## EXERCISE MATERIAL
========================

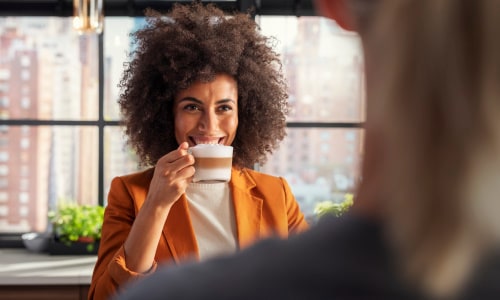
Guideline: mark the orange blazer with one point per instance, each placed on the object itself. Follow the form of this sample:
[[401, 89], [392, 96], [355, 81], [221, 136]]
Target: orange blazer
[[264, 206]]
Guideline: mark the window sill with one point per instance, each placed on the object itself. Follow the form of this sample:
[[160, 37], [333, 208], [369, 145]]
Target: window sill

========================

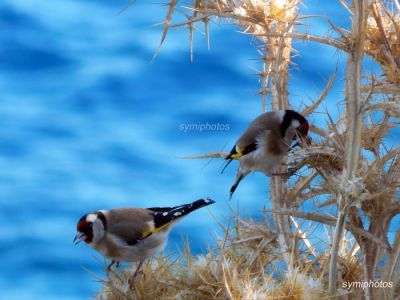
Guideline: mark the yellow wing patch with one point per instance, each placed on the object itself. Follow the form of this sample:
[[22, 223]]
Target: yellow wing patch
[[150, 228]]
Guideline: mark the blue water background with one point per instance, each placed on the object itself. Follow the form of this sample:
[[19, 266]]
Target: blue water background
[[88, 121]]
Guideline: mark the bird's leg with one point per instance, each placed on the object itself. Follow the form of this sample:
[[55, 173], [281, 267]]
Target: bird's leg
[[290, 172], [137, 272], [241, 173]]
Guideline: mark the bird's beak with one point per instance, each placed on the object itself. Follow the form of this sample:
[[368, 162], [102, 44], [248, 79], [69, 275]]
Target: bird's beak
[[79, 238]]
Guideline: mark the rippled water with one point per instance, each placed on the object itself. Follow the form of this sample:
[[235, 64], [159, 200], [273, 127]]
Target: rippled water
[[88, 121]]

========================

## PROBLEM STATEMENT
Working from the data above, extract solely the lines from the one containing "Guideline: mark the blue" through the one containing "Guideline: mark the bird's beak", exactly as they appear, both included.

## RESPONSE
Guideline: mark the blue water background with one point per instance, each placed on the object itself. Follow the form of this sample:
[[19, 266]]
Target: blue water background
[[88, 121]]
Guideline: mark the bird's leg with one point per instance, each placed on the object itself. Follow the form of this sample:
[[55, 173], [281, 267]]
Target: bird's leg
[[290, 172], [137, 272], [241, 173]]
Guideline: mark the bird's beak with one point per instance, each placed on the object itself. Follow the form of this sample:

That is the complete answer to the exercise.